__What this exercise asks__.
(1) In the music review, rename "prepared guitar" to "modified guitar" in the part that opens with the words containing "It’s a curiosity, this" and closes with "artifical harmonics are.", and write out that part in full.
(2) Extend the music review about Paolo Angeli and Fukushima, picking up after its last sentence.

__Supplied text__.
——
It’s a curiosity, this one. I don’t know if you’ve seen Paolo Angeli‘s prepared guitar (have a look on YouTube), but it’s legions more cumbersome than the old crocodile clips and ebows that pass for prepared guitar in some circles. Part of me thinks of tacky one-man-bands when I look at it but, luckily for Angeli, the absurd look of his creation is quickly mollified by the dexterous and intelligent use he puts it to. In fact, calling it a ‘prepared guitar’ is a bit of a misnomer. It’s more of a box of sounds that happens to be built around a guitar. He’s got all sorts of fans, hammers, resonant strings, percussive whatsits in his set-up. Fukushima, by contrast, sticks to playing ‘just’ the violin and singing here – that seems an odd way to phrase things, given how lovely her tone is, how clean her mordants and artifical harmonics are.
——
__Records from a dataset__.

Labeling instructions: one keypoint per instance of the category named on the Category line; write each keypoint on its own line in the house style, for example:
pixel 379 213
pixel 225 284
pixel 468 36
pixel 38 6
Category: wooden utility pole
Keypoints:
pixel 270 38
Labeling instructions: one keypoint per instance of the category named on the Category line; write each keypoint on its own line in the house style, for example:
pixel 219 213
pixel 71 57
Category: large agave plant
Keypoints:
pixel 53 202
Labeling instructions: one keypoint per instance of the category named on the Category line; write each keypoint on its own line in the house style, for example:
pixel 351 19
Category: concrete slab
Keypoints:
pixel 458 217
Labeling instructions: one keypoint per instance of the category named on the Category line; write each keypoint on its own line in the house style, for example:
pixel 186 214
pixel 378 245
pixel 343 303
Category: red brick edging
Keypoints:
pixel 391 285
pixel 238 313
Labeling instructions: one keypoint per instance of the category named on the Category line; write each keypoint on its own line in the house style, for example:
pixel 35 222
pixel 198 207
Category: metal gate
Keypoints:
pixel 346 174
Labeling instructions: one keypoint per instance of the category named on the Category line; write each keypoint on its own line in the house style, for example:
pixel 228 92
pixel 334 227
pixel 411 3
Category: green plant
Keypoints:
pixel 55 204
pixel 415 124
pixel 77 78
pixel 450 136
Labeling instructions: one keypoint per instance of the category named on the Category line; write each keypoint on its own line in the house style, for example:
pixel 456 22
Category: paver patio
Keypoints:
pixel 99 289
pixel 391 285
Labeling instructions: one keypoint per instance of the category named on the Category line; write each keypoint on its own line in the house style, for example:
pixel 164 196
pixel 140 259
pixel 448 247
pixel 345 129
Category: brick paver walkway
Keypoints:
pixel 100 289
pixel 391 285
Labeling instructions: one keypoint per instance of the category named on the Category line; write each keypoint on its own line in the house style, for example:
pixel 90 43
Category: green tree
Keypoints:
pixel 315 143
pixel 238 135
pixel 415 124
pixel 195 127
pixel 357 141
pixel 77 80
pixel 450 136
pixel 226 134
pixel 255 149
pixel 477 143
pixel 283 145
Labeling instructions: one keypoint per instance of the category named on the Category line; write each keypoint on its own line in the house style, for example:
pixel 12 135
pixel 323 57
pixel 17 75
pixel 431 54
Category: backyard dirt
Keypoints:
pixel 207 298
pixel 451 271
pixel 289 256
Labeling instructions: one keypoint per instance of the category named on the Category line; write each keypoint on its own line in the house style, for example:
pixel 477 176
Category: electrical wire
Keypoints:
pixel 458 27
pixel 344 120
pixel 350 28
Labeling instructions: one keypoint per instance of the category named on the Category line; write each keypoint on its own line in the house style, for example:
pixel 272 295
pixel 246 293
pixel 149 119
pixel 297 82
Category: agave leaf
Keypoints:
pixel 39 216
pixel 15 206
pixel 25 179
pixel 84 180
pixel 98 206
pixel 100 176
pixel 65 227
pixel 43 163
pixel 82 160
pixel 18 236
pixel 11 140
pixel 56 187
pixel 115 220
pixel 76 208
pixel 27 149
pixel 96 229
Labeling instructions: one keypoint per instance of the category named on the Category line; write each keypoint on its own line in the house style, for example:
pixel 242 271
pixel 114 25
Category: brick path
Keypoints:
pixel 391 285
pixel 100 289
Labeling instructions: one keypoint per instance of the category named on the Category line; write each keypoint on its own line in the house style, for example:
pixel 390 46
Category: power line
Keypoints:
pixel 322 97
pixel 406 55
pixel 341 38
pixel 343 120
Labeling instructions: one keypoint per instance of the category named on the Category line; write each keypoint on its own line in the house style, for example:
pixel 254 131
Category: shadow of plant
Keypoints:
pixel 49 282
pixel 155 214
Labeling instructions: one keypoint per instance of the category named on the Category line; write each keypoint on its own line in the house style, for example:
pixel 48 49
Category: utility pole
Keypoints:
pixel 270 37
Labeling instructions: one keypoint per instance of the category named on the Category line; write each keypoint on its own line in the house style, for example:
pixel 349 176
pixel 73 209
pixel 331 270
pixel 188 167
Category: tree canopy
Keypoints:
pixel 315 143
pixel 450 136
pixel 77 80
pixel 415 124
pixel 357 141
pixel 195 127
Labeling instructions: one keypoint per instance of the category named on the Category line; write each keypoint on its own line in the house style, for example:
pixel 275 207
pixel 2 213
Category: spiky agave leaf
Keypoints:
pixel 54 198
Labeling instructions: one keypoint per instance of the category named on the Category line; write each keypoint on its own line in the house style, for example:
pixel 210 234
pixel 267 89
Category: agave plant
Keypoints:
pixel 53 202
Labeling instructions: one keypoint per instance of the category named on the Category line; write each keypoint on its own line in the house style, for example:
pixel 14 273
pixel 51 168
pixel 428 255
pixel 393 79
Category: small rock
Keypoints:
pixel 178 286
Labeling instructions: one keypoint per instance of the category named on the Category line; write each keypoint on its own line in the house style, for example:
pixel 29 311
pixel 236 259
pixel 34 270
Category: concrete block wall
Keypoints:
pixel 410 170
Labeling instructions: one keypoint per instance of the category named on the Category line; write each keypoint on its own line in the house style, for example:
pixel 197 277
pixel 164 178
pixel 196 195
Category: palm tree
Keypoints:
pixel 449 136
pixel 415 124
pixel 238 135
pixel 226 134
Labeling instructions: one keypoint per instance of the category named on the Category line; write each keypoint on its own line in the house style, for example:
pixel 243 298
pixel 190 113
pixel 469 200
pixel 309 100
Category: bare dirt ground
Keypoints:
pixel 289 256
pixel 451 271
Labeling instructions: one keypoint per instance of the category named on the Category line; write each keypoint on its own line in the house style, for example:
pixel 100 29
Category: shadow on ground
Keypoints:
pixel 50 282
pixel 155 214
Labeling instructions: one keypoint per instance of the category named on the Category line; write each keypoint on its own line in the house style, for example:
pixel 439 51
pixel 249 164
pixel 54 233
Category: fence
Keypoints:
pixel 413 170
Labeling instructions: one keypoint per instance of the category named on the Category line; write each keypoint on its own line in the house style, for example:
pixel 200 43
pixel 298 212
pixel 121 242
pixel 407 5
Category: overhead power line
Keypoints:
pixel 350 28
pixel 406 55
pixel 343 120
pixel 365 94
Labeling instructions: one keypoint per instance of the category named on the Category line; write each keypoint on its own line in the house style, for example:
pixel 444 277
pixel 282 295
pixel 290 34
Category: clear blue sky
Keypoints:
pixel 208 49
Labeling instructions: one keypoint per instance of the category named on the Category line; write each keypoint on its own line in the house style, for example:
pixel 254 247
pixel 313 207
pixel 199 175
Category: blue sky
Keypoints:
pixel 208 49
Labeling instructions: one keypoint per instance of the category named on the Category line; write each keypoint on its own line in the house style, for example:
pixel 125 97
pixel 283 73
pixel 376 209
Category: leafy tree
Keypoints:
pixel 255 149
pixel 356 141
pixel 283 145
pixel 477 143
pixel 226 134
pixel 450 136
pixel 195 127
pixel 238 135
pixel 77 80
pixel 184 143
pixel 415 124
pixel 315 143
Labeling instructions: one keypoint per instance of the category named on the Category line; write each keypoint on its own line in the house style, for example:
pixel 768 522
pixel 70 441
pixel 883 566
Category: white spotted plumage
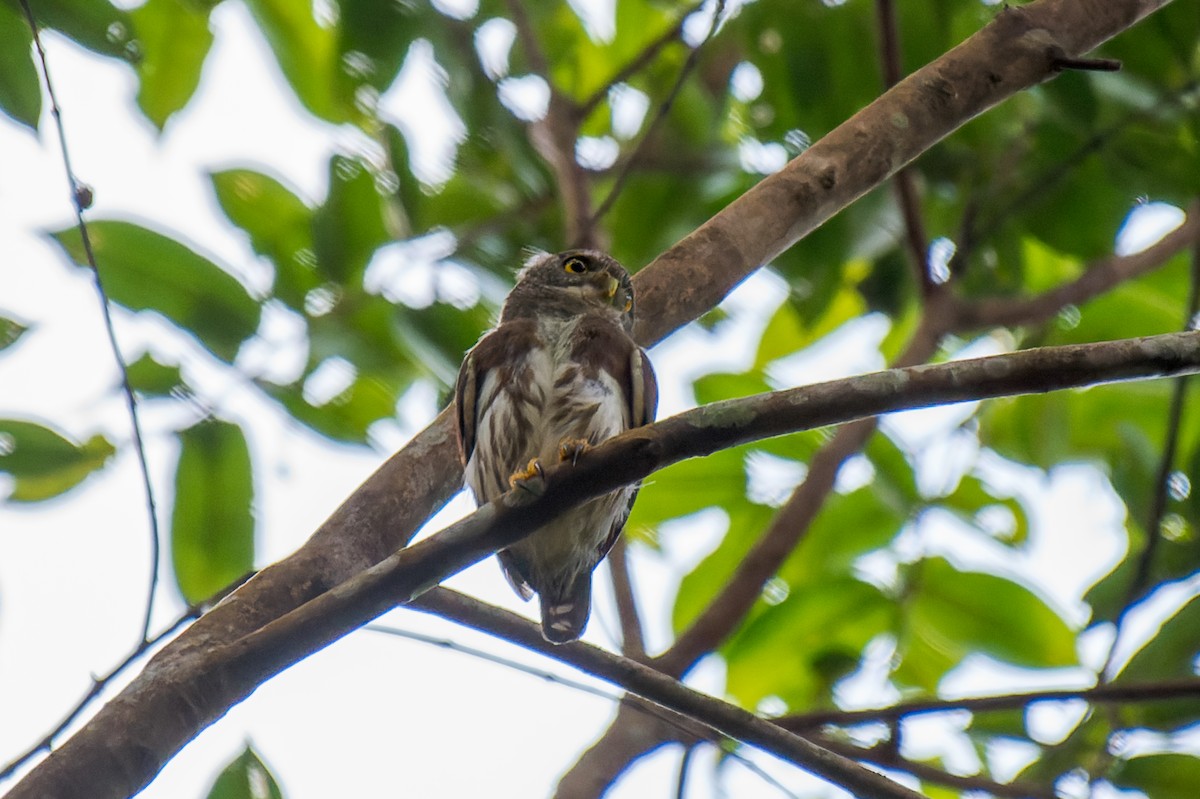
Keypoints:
pixel 558 373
——
__Written responses__.
(1)
It’s a curiosity, this one. I don’t know if you’ve seen Paolo Angeli‘s modified guitar (have a look on YouTube), but it’s legions more cumbersome than the old crocodile clips and ebows that pass for modified guitar in some circles. Part of me thinks of tacky one-man-bands when I look at it but, luckily for Angeli, the absurd look of his creation is quickly mollified by the dexterous and intelligent use he puts it to. In fact, calling it a ‘modified guitar’ is a bit of a misnomer. It’s more of a box of sounds that happens to be built around a guitar. He’s got all sorts of fans, hammers, resonant strings, percussive whatsits in his set-up. Fukushima, by contrast, sticks to playing ‘just’ the violin and singing here – that seems an odd way to phrase things, given how lovely her tone is, how clean her mordants and artifical harmonics are.

(2)
Anyway – this record is definitely marked by two musicians who know their instruments inside-out. It’s seemingly highly-structured stuff – the songs seem built around a logic of sitting ideas and genres next to each other without too much care for obvious continuity. But it’s not the genre-hopping terror of a lot of this sort of thing – the songs work with a narrative of their own, and motifs pop their heads in and out of the door just to keep the audience together.A lot of it sits closer to the Radio 3‘s Late Junction side of experimental music – so while there are bits where Angeli’s plugging a Keith Rowe-esque idea, it’s always within a tightly-controlled narrative of what the song needs, rather than exploring the textures and ideas of his guitar preparations as sounds-in-themselves. Which is great really. Both players here have built a stock of sonic ideas from a range of places – difficult artificial harmonics and ricochet playing from Fukishima, baroque bass viol styling and flamenco percussion from Angeli. There’s times where it feels like both have listened to a lot of The Wire side of experimental stuff but decided to marry that to their (obviously well-considered) affection for traditions from across Europe. For my notes on track 3 (“Vetro Soffiato”) I’ve written ‘Toshio Hosokawa baroques out,’ and the same song uses what might be a loose bridge buzzing to create a sonic effect similar to that of a hurdy-gurdy.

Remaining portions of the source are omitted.